The records:

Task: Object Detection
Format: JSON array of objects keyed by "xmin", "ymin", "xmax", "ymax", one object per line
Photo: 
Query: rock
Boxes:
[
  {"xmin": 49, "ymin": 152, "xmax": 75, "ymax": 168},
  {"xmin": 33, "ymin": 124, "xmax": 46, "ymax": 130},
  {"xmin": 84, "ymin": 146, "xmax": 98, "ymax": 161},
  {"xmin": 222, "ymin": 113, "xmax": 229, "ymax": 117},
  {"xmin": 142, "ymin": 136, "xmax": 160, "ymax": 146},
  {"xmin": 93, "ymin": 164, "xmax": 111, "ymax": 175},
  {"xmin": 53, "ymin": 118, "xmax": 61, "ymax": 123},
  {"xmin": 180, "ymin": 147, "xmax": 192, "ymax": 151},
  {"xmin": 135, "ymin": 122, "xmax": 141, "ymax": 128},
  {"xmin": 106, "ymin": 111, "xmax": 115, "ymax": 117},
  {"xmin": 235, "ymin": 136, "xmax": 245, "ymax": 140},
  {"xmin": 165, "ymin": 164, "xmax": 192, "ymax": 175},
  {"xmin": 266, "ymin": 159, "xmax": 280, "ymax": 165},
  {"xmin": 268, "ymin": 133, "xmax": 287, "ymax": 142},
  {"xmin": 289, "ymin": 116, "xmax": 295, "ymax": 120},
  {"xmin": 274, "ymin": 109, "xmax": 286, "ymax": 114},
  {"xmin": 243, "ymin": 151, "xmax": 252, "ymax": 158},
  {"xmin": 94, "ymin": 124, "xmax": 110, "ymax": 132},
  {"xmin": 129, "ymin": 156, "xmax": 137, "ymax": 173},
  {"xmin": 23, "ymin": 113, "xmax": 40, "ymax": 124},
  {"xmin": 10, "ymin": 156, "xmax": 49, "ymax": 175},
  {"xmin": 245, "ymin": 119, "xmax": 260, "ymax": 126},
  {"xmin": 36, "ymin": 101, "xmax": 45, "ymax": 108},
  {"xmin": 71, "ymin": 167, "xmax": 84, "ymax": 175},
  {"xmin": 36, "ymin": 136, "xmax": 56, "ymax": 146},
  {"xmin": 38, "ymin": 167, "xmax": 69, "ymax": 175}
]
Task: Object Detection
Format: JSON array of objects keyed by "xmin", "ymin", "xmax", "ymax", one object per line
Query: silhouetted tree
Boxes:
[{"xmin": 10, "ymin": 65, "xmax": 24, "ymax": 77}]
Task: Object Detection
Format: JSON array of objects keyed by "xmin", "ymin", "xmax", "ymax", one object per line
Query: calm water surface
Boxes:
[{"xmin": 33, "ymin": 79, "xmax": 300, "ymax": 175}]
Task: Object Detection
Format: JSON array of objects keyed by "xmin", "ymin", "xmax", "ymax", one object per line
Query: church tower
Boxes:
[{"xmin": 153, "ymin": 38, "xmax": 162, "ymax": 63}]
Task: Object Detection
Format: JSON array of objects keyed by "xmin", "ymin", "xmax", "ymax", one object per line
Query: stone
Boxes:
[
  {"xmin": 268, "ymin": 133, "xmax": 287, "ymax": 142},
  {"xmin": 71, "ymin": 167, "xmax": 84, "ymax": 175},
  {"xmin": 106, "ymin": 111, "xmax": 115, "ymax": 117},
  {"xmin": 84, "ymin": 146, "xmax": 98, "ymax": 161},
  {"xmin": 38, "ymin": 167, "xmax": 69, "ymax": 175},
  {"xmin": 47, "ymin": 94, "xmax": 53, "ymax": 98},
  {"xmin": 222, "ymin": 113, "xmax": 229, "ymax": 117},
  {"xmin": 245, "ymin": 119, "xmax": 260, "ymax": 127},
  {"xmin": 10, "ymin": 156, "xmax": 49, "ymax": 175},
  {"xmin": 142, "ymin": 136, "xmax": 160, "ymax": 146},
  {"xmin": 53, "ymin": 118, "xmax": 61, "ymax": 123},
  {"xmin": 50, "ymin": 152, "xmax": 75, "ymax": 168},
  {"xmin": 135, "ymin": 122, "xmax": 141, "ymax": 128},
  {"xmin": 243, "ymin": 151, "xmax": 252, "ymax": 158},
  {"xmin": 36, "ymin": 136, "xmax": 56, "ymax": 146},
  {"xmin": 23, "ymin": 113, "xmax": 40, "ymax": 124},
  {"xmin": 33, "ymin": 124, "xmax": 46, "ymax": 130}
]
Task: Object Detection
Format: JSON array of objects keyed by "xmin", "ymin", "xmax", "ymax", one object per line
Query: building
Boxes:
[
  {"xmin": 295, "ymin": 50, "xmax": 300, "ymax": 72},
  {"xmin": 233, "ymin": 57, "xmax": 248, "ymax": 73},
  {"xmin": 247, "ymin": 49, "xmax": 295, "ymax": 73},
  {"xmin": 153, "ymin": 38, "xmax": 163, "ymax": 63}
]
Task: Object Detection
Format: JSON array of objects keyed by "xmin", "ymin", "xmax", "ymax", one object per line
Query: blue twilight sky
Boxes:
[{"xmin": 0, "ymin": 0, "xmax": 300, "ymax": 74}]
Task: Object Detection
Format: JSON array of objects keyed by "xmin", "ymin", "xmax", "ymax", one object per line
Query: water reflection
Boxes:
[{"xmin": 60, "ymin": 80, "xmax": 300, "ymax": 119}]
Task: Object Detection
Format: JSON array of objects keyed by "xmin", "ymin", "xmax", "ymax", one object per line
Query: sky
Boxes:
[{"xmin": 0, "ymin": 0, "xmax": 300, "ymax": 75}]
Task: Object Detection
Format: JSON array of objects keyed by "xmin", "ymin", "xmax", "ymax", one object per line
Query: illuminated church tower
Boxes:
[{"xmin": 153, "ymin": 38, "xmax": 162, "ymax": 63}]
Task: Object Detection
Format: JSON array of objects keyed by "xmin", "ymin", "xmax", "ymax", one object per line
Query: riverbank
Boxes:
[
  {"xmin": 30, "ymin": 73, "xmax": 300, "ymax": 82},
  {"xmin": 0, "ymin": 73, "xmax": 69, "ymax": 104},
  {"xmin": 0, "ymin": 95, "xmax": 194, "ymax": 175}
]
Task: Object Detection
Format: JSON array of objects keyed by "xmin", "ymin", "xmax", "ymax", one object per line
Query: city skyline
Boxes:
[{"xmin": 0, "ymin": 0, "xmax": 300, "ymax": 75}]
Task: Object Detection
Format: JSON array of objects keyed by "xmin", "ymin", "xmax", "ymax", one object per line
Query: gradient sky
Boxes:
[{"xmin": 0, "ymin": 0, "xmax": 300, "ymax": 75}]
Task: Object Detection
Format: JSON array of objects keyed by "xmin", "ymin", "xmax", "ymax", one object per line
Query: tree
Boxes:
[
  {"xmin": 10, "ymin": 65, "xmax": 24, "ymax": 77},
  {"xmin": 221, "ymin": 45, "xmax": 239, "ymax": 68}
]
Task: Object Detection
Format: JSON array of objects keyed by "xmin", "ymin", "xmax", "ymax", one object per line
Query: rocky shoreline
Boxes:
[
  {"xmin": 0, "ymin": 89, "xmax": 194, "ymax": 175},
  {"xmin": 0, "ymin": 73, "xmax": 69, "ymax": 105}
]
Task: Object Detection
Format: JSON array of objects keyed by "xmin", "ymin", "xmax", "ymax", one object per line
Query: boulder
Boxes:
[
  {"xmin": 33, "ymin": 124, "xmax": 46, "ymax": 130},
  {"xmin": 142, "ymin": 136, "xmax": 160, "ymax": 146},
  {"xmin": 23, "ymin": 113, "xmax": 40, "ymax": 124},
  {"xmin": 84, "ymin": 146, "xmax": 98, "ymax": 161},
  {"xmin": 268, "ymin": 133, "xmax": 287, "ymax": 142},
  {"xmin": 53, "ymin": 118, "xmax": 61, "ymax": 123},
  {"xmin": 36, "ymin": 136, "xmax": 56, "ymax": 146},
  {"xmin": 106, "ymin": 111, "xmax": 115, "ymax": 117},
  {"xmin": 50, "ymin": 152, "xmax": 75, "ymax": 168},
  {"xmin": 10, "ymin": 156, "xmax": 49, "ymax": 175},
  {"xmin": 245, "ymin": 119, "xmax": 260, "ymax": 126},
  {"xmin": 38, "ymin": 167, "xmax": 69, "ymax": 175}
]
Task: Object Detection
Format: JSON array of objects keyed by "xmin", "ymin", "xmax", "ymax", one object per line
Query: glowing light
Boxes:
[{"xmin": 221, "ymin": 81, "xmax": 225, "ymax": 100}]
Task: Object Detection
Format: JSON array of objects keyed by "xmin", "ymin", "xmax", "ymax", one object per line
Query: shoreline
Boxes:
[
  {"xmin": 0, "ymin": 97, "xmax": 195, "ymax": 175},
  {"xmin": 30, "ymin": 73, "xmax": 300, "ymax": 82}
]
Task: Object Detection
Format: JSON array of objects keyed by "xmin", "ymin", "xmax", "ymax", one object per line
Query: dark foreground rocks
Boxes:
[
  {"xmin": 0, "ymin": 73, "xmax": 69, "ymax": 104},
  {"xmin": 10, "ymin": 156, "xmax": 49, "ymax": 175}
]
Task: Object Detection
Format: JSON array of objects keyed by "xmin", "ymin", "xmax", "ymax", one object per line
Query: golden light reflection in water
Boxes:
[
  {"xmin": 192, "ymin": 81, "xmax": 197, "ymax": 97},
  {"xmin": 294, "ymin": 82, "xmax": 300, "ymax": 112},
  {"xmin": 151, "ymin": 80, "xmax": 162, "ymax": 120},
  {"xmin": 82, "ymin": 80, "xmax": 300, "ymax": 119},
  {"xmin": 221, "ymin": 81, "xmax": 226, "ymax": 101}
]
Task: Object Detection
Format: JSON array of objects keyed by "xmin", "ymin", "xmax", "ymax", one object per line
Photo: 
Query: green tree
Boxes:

What the exercise asks:
Collect every line of the material above that contains the string "reflection", matching its case exactly.

Exercise output:
Query: water reflection
Query: golden light reflection in water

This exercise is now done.